> [What you should do] Transcribe every entry below word for word, but skip the pictures.

> [Data provided]
<<<<

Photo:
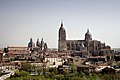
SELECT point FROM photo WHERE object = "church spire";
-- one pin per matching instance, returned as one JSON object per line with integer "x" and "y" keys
{"x": 61, "y": 23}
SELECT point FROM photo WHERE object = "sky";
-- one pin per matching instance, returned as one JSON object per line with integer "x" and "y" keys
{"x": 21, "y": 20}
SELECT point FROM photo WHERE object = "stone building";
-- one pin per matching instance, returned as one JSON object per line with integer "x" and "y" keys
{"x": 39, "y": 45}
{"x": 93, "y": 47}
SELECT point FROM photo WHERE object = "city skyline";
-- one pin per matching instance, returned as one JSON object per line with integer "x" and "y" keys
{"x": 24, "y": 19}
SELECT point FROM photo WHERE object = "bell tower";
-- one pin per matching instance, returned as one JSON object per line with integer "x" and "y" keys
{"x": 62, "y": 39}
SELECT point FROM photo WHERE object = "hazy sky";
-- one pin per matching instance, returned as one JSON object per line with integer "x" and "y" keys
{"x": 21, "y": 20}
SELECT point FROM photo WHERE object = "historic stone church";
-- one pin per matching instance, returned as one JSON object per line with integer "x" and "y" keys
{"x": 91, "y": 46}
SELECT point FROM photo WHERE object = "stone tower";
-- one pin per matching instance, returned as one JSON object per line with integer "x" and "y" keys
{"x": 88, "y": 39}
{"x": 62, "y": 39}
{"x": 88, "y": 36}
{"x": 31, "y": 45}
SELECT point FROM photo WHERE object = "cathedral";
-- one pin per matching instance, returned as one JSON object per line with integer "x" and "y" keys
{"x": 94, "y": 47}
{"x": 39, "y": 45}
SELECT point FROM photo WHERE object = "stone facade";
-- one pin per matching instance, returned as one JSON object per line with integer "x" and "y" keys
{"x": 93, "y": 47}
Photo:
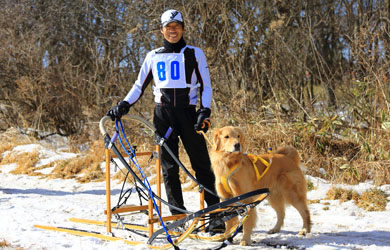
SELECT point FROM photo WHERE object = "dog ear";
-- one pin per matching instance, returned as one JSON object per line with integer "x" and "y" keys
{"x": 216, "y": 140}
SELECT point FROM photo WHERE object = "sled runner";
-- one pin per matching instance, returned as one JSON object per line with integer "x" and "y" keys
{"x": 174, "y": 228}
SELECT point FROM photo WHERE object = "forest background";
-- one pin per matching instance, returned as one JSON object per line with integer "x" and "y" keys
{"x": 309, "y": 73}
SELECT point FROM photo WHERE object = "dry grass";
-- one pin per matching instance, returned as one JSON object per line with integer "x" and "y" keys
{"x": 371, "y": 200}
{"x": 84, "y": 168}
{"x": 25, "y": 162}
{"x": 342, "y": 194}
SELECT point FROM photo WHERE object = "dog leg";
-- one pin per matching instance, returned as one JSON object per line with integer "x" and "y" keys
{"x": 249, "y": 224}
{"x": 305, "y": 214}
{"x": 277, "y": 203}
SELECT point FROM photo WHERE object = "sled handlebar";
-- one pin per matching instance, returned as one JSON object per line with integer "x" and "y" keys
{"x": 103, "y": 130}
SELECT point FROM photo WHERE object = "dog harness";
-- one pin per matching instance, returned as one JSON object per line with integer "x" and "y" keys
{"x": 253, "y": 158}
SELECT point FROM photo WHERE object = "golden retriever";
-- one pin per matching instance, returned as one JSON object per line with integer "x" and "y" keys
{"x": 235, "y": 174}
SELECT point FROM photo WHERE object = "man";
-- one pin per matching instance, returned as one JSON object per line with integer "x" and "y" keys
{"x": 179, "y": 72}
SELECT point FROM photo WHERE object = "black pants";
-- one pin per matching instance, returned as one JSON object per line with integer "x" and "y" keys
{"x": 182, "y": 121}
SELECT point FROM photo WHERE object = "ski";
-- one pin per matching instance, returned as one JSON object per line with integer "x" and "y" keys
{"x": 102, "y": 236}
{"x": 263, "y": 193}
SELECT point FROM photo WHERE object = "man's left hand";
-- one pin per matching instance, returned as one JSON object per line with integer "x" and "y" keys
{"x": 203, "y": 121}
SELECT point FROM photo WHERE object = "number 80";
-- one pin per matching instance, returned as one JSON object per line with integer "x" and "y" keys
{"x": 175, "y": 70}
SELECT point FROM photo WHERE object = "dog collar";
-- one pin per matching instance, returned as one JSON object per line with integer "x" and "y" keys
{"x": 253, "y": 158}
{"x": 267, "y": 164}
{"x": 225, "y": 180}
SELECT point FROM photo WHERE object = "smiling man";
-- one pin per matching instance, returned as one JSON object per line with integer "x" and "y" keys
{"x": 181, "y": 78}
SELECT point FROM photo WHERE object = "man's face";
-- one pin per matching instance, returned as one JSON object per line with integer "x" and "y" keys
{"x": 173, "y": 32}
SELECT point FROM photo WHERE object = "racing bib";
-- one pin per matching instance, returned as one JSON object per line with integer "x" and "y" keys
{"x": 168, "y": 70}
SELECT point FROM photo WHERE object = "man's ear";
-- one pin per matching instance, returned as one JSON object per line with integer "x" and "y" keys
{"x": 216, "y": 140}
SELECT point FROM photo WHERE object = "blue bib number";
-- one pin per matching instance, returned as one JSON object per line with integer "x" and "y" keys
{"x": 168, "y": 70}
{"x": 175, "y": 70}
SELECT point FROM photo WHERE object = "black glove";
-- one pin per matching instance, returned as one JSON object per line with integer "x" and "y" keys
{"x": 119, "y": 110}
{"x": 203, "y": 121}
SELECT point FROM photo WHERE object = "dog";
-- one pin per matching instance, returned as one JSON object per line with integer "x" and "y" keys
{"x": 237, "y": 173}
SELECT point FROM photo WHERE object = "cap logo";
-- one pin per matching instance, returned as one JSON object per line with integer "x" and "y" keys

>>>>

> [Answer to the exercise]
Photo:
SELECT point FROM photo WHERE object = "church spire";
-- one pin per matching instance, returned as one JSON object per line with integer "x" and "y" keys
{"x": 61, "y": 23}
SELECT point FROM photo WHERE object = "sky";
-- one pin per matching instance, returned as one JSON object per line with integer "x" and "y" keys
{"x": 21, "y": 20}
SELECT point FROM photo WHERE object = "stone building";
-- one pin per matching instance, returned as one JSON object per line with integer "x" and "y" keys
{"x": 39, "y": 45}
{"x": 93, "y": 47}
SELECT point FROM photo WHERE object = "city skyline";
-- one pin per matching instance, returned as one JSON object per line with integer "x" and "y" keys
{"x": 24, "y": 19}
SELECT point FROM photo WHERE object = "bell tower";
-- one pin per matching instance, returned as one JSON object per line with integer "x" and "y" keys
{"x": 62, "y": 39}
SELECT point FROM photo WHERE object = "hazy sky";
-- one pin per matching instance, returned as one JSON object per line with integer "x" and "y" keys
{"x": 21, "y": 20}
SELECT point FROM photo WHERE object = "historic stone church";
-- one pin per matching instance, returned as one JSON object per line with integer "x" and "y" keys
{"x": 91, "y": 46}
SELECT point FROM photo WHERE object = "stone tower";
-- one pin per matching instance, returned as one JSON object per line with integer "x" and "y" keys
{"x": 88, "y": 39}
{"x": 62, "y": 39}
{"x": 88, "y": 36}
{"x": 31, "y": 45}
SELECT point FROM photo WHERE object = "cathedral";
-- one pin per matching instance, returned as one JSON object per line with integer "x" and "y" keys
{"x": 94, "y": 47}
{"x": 39, "y": 45}
SELECT point FROM photo WHERE object = "stone facade";
-- one pin per matching instance, returned as one JSON object per line with integer "x" and "y" keys
{"x": 93, "y": 47}
Photo:
SELECT point FROM photo WHERE object = "dog ear";
-- one pin per matching instance, returned as one JSON object per line with integer "x" and "y" keys
{"x": 216, "y": 140}
SELECT point FROM photo WHERE object = "sled runner";
-- one pin per matching instance, returned as one JSON object per line with integer "x" and "y" keys
{"x": 174, "y": 228}
SELECT point FROM photo WHERE object = "forest background";
-- one pin per matching instance, returned as one JSON object per line with integer "x" and "y" keys
{"x": 309, "y": 73}
SELECT point FROM photo WHERE object = "dry grass";
-- one pin per matching instance, returned as one JSON object per line with integer "x" and "y" keys
{"x": 371, "y": 200}
{"x": 84, "y": 168}
{"x": 25, "y": 162}
{"x": 342, "y": 194}
SELECT point FROM photo WHERE object = "dog leg";
-- one pin per matching instance, returned as one JSON object per line with integer "x" and "y" keys
{"x": 249, "y": 224}
{"x": 305, "y": 214}
{"x": 277, "y": 203}
SELECT point FROM photo WHERE object = "sled handlebar";
-- one pin per matching instance, returned as one JSON object per line with integer "x" and "y" keys
{"x": 103, "y": 130}
SELECT point FROM photo WHERE object = "dog harness";
-- one pin per matching instance, returned as one JSON object per line with integer "x" and "y" keys
{"x": 253, "y": 158}
SELECT point FROM photo WHERE object = "golden retriever";
-- one pin per matching instance, returned as one JSON object per line with integer "x" and "y" keys
{"x": 235, "y": 174}
SELECT point FROM photo WHERE object = "man";
-- one pin per matching instance, returned as one JSON object per line with integer "x" and "y" keys
{"x": 179, "y": 72}
SELECT point FROM photo WHERE object = "black pants";
-- one pin per matching instance, returned as one JSON object per line with integer "x" and "y" keys
{"x": 182, "y": 121}
SELECT point FROM photo WHERE object = "ski";
-- one pin per matching instance, returned as one JSON object per line with integer "x" and "y" keys
{"x": 102, "y": 236}
{"x": 263, "y": 193}
SELECT point FROM photo WHERE object = "man's left hand";
-- one pin per matching instance, returned as one JSON object per line with integer "x" and "y" keys
{"x": 203, "y": 121}
SELECT point FROM photo WHERE object = "number 80";
-- one pin per matching instance, returned as one JSON object per line with integer "x" and "y" keys
{"x": 175, "y": 70}
SELECT point FROM photo WHERE object = "dog collar";
-- one pin per matching instance, returned as one JSON object per line with integer "x" and "y" keys
{"x": 253, "y": 158}
{"x": 267, "y": 164}
{"x": 225, "y": 180}
SELECT point FROM photo WHERE object = "smiling man";
-- one pin per matching instance, returned as one JSON object per line with integer "x" and "y" keys
{"x": 181, "y": 78}
SELECT point FROM photo WHERE object = "man's face";
-- one pin per matching instance, returned as one JSON object per line with integer "x" and "y" keys
{"x": 173, "y": 32}
SELECT point FROM photo WHERE object = "racing bib";
-- one pin per matching instance, returned as one JSON object per line with integer "x" and "y" keys
{"x": 168, "y": 70}
SELECT point FROM photo WHERE object = "man's ear";
-- one pin per matching instance, returned as one JSON object per line with integer "x" and "y" keys
{"x": 216, "y": 140}
SELECT point FROM photo WHERE object = "blue bib number";
-- one pin per matching instance, returned as one JSON object per line with integer "x" and "y" keys
{"x": 168, "y": 70}
{"x": 175, "y": 70}
SELECT point FROM photo WHERE object = "black glove";
-- one pin per matching instance, returned as one JSON object per line with integer "x" and "y" keys
{"x": 119, "y": 110}
{"x": 203, "y": 121}
SELECT point FROM photo WHERE object = "dog";
-- one pin per matching instance, returned as one JSON object per line with integer "x" and "y" keys
{"x": 237, "y": 173}
SELECT point FROM photo WHERE object = "cap logo";
-- one pin per matching instance, returned as one JSON object per line with integer "x" and "y" keys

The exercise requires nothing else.